[Point annotation records]
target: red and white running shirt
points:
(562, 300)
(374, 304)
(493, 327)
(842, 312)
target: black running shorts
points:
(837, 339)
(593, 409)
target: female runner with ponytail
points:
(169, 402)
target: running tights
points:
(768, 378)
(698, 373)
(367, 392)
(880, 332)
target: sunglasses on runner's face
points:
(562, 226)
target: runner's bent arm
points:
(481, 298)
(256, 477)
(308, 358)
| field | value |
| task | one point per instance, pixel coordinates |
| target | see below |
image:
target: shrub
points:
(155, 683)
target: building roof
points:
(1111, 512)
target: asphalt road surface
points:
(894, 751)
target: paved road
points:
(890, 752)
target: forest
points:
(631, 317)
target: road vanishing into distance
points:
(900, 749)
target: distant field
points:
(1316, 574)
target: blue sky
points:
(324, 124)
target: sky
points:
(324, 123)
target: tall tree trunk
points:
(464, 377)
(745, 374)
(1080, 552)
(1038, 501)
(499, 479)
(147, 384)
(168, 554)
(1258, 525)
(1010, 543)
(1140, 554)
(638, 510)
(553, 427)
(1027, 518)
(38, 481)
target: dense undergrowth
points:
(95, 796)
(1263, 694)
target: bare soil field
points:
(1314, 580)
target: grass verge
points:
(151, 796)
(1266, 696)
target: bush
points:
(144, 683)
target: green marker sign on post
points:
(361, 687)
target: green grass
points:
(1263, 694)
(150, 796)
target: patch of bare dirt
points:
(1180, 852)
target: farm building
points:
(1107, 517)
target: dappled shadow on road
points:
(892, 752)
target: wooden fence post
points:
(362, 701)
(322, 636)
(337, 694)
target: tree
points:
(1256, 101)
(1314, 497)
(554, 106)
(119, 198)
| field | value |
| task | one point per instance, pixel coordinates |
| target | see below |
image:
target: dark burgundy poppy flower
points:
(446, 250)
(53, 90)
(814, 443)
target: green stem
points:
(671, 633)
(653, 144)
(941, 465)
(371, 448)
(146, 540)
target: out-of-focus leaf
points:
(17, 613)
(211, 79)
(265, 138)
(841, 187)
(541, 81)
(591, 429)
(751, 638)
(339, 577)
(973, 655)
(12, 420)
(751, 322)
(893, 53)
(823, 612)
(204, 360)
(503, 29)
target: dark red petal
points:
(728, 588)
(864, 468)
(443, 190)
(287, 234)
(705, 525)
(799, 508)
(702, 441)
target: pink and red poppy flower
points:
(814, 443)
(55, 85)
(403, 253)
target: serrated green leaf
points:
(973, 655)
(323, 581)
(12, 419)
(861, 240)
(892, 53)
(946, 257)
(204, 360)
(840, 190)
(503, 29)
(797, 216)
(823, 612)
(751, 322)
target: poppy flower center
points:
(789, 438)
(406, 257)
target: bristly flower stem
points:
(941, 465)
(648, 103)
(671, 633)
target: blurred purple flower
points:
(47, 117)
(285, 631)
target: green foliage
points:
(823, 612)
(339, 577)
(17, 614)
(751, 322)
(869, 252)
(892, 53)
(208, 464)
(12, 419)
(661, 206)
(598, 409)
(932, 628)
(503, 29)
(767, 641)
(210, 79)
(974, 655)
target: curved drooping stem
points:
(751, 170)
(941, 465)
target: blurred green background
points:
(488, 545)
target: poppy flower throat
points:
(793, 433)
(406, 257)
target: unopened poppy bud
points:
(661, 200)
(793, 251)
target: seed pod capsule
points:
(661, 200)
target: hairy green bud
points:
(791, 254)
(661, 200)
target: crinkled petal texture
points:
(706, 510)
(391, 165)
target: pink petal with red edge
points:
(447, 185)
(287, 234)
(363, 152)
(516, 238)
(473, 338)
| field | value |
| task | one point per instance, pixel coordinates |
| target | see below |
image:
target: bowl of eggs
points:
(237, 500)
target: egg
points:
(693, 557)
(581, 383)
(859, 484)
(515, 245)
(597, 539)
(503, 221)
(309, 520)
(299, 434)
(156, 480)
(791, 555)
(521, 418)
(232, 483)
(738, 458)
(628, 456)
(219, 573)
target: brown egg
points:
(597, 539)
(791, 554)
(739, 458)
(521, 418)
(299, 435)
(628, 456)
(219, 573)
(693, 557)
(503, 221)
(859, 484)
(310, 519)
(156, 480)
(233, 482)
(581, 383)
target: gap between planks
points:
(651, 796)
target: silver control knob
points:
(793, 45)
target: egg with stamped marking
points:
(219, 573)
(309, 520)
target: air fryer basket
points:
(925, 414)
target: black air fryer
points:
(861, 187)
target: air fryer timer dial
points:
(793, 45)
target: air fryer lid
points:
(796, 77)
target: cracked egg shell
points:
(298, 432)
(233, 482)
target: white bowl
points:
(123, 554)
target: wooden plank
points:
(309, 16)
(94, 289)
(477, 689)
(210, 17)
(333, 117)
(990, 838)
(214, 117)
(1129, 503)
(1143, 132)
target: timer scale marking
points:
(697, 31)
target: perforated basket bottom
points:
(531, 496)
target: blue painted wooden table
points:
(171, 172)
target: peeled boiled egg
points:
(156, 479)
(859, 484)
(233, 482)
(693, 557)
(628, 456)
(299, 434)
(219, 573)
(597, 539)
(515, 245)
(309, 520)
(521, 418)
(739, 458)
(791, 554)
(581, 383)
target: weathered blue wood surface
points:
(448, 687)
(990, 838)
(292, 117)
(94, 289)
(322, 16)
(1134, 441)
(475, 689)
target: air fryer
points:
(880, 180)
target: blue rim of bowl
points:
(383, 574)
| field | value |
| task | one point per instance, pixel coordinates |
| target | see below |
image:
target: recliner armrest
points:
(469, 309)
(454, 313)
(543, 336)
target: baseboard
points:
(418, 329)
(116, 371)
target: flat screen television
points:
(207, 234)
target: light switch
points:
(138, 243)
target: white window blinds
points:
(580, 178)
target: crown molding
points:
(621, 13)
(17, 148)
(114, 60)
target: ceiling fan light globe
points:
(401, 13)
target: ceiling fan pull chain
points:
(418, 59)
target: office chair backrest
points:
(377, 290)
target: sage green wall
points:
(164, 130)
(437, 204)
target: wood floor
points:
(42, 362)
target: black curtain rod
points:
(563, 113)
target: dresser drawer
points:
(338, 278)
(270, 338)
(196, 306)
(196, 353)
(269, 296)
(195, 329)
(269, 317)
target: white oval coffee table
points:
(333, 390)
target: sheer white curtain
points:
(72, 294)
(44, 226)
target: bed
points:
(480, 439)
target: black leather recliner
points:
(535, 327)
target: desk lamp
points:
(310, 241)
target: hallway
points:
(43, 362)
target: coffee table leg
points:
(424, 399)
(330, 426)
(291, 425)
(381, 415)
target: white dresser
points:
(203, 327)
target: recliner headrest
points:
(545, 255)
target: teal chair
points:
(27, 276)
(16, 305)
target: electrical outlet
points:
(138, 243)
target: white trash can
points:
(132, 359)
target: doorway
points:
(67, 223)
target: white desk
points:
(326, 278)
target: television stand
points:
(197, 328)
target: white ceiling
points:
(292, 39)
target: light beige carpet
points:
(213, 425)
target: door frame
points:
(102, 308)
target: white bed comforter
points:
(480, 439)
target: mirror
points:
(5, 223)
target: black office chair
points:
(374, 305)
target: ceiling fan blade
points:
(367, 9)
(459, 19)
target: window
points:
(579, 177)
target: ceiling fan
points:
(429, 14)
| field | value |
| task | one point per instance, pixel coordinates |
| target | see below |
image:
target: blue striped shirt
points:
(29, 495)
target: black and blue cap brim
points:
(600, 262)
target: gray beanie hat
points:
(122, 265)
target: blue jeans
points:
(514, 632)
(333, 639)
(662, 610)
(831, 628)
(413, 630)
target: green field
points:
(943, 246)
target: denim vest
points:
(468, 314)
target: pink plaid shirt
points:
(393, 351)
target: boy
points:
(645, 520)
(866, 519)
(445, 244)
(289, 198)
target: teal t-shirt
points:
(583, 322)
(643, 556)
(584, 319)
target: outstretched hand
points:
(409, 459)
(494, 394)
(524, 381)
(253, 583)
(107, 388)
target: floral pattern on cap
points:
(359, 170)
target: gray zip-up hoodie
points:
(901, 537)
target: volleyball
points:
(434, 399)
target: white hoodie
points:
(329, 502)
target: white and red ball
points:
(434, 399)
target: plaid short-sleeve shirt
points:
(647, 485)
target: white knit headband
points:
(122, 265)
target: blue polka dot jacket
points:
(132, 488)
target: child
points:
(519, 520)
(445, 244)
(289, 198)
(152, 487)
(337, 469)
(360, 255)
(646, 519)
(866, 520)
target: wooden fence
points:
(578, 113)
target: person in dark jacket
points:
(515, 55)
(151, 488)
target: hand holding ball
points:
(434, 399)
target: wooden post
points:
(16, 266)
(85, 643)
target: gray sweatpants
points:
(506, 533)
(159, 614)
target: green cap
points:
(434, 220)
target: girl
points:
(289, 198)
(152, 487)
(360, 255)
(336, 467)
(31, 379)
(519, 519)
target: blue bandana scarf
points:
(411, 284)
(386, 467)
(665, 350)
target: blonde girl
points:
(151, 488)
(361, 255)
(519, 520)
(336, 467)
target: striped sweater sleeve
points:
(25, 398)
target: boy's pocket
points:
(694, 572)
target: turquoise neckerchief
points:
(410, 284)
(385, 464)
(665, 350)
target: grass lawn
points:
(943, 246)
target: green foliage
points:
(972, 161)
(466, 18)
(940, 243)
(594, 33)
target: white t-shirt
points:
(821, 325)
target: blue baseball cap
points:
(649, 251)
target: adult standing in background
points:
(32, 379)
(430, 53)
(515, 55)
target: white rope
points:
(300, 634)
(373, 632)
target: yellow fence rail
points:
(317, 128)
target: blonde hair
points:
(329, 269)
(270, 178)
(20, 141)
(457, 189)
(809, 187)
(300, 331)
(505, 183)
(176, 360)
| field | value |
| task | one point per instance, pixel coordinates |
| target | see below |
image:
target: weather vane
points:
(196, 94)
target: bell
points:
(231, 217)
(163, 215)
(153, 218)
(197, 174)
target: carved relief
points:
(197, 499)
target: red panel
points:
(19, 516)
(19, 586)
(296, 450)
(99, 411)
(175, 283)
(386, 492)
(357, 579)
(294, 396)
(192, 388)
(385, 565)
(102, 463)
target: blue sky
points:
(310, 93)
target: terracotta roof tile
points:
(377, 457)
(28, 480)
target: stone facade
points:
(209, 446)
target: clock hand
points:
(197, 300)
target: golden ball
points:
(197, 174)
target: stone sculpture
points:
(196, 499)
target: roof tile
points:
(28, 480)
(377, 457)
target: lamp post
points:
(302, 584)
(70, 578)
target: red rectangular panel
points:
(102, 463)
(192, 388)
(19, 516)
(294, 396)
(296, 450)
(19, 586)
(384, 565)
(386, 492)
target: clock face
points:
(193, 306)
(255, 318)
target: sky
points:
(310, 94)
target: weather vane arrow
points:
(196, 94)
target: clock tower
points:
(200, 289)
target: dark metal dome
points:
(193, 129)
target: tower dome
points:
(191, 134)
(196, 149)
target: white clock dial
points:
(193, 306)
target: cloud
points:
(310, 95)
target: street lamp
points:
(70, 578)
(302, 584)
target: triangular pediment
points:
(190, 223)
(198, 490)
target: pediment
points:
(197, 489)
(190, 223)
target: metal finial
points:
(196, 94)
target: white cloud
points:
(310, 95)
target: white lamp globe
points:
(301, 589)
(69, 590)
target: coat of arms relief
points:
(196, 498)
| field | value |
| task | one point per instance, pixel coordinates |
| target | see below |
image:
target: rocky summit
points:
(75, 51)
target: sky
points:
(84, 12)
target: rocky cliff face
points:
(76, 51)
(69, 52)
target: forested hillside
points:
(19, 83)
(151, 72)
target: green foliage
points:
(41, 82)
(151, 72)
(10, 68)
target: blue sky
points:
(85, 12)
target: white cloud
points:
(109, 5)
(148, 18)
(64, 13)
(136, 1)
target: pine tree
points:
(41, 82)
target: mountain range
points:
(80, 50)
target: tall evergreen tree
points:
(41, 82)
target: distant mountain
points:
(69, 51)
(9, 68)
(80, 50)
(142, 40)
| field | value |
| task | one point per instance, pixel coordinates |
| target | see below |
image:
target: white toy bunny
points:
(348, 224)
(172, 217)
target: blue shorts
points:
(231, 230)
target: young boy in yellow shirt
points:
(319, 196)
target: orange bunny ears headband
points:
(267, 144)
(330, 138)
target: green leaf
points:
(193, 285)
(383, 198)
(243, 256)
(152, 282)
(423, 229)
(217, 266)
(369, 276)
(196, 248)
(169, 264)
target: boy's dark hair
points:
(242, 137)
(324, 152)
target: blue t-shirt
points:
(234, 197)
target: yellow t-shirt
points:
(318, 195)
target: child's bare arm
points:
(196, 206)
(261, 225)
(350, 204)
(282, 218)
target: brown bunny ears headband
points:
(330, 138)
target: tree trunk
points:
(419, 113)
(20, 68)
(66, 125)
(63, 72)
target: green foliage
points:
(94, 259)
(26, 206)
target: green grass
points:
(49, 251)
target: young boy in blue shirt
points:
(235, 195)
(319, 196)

[Description of the task] Please copy out the records starting at the line with "target: female runner with ponytail" and ending at the line with "(1111, 512)", swapping "shrub" for "hedge" and leaving everything else unchanged.

[Exercise answer]
target: female runner with ponytail
points:
(169, 402)
target: running tights
points:
(768, 378)
(698, 373)
(367, 392)
(880, 332)
target: sunglasses on runner's face
points:
(562, 226)
target: runner's bent arm
points:
(481, 298)
(256, 477)
(308, 358)
| field | value |
| task | one point per instance, pixel coordinates |
| target | see below |
image:
target: hedge
points:
(155, 683)
target: building roof
points:
(1111, 512)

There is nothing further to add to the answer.